━━━ Passage given

Two other former inmates report similar experiences, though one says he was tied in a different position, and the other – Salah, a man in his 20s – said he was allowed to keep wearing his clothes while being electrocuted.



The officer asked me if I knew certain people from a list,” said Salah. “If I said no, he would electrocute me … My answers were, of course, no: I don’t stay very much in [my hometown]. So he would electrocute me.



The electrocution was over my clothes, but on the testicles. I was sitting on the floor, handcuffed. He was sitting on the small table, and would stretch his hands to electrocute me in my testicles.



The victims cannot know for certain who tortured them. But all three believe that the interrogations were led by officers from military intelligence – the army wing headed until 2012 by Abdel Fatah al-Sisi, Egypt’s new president – with involvement from the secret police, known informally in Egypt as amn ad-dawla, or state security.



One interviewee said he had been brought to Azouli by state security, who handed him over to the army.



According to Ahmed Helmy, a lawyer who represents former Azouli prisoners, many detainees are tortured by military intelligence until they memorise specific confessions to acts of terrorism. Then they are transferred to state security offices where they are asked to repeat these confessions to a police prosecutor. Other detainees from civilian jails confirm meeting Azouli prisoners at this stage in their incarceration.



If they repeat their memorised confessions correctly, Azouli prisoners are then “reappeared” in a civilian jail, where torture is less systematic, and where they are allowed visits from lawyers and relatives. But, says Helmy: “If they don’t confess exactly how the security services want, they’re sent back to Azouli for more torture.



Helmy represents some of the detainees who he says have been transferred from Azouli to civilian jails. He says some of them may have committed parts of the crimes to which they have confessed, but because of the way their confessions were extracted it was impossible to be sure.



You can’t know if these people have committed these crimes or not,” Helmy said. “Under the pressure of torture you can admit to anything. It’s clear that some people are admitting to things because of the torture.

━━━━━━
━━━ Data provided

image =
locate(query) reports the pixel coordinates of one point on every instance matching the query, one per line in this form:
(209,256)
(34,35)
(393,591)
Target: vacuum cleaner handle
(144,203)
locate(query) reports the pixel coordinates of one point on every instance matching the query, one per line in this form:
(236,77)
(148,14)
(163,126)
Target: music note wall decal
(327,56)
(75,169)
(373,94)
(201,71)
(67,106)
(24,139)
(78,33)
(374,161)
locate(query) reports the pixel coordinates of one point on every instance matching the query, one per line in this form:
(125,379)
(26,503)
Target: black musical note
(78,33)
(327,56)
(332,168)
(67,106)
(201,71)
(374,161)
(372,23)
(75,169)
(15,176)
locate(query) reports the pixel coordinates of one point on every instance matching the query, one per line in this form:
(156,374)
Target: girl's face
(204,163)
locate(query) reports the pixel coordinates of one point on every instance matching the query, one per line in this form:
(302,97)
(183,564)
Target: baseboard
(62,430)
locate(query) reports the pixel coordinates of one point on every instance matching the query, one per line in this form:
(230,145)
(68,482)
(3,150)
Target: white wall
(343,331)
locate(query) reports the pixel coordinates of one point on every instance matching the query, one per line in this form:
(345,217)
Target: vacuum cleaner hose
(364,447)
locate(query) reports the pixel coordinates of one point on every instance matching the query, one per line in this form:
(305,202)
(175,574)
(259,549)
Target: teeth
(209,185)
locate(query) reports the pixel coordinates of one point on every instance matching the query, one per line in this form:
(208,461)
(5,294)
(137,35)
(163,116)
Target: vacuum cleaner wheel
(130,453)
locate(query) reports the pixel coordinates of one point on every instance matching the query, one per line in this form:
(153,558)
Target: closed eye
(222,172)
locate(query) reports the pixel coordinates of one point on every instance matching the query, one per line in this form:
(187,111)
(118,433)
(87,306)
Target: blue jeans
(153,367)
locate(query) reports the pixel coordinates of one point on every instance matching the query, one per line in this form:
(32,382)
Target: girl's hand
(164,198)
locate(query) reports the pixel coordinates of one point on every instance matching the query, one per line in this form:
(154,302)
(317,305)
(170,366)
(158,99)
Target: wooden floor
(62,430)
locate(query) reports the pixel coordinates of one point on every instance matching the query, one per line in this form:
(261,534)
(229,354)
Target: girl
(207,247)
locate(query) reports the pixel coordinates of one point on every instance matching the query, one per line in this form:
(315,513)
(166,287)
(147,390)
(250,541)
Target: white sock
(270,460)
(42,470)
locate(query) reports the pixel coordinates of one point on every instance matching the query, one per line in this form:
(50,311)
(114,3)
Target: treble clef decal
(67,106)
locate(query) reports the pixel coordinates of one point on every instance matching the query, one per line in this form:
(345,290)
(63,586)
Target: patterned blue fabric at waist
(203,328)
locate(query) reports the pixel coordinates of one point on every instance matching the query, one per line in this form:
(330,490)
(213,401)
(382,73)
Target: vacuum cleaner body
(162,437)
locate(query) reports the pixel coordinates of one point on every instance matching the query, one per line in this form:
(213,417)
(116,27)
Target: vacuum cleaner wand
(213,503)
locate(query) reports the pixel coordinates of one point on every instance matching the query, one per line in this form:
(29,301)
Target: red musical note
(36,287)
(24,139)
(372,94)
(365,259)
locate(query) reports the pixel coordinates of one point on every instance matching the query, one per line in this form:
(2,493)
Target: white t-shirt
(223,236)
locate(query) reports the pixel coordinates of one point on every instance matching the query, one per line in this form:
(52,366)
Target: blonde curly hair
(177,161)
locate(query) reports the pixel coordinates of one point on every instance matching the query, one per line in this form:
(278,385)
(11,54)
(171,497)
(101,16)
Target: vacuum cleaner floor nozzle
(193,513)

━━━━━━

Instruction A:
Using the report on Azouli prison, state whether each statement agrees with it, answering yes or no and quoting the words that decide each case: (i) Salah was allowed to stay clothed while being electrocuted; (ii) detainees who are reappeared in a civilian jail may not receive visits from lawyers; (iii) the army wing that includes military intelligence was headed until 2012 by Abdel Fatah al-Sisi.
Instruction B:
Write the next part of the report on Azouli prison, picking up after its final sentence.
The items have no connection to the report on Azouli prison.

Written reply A:
(i) Yes: "he was allowed to keep wearing his clothes while being electrocuted."
(ii) No: "where they are allowed visits from lawyers and relatives."
(iii) Yes: "the army wing headed until 2012 by Abdel Fatah al-Sisi"

Written reply B:
The mother of one former Azouli detainee – now transferred to a civilian jail – said it had taken her son Omar four days of torture and three trips to a civil prosecutor before he would agree to recite his forced confession. Omar’s mother said she feared he had died because during his time at Azouli no state institution would reveal his whereabouts.



She only found Omar again when he re-emerged at an official jail weeks later. “The skin on his nose was raw to the bone,” she remembered of their reunion at a family visit inside the second prison.



 There was a cut with the depth of a fingertip on his neck, which came from being beaten with a metal stick. There were two big wounds on his wrists from the hanging.



They electrocuted him on his testicles. He said he was threatened with rape and that they used to hang them naked. He said he was prevented from going to the bathroom for six days and they kept him blindfolded for ten days.



He asked me if we had had any visits, because they threatened that they would arrest his [female relatives], rape them, film it, and then show them the videos.



The three former prisoners interviewed directly by the Guardian said that they were not tortured at S-1 as many times as detainees such as Omar. Over time, officials appeared to lose interest in them, which may partly explain their eventual release.



Summarising the difference between Azouli and notorious civilian jails such as Cairo’s Scorpion prison, Helmy said: “Scorpion is an official prison under the supervision of the prosecution and it’s visible. But Azouli is in a military area. It’s forbidden for any civilians to go inside.



When we ask the civil prosecution to investigate people inside Azouli, they say they don’t have any jurisdiction to go there. So it’s a place where military intelligence can take their time and torture people without any oversight.



At Azouli, prisoners subjected to systematic torture lack even a hypothetical legal redress.



“It gives you an idea of how confident the security forces are today,” said Amnesty’s Mohamed Elmessiry.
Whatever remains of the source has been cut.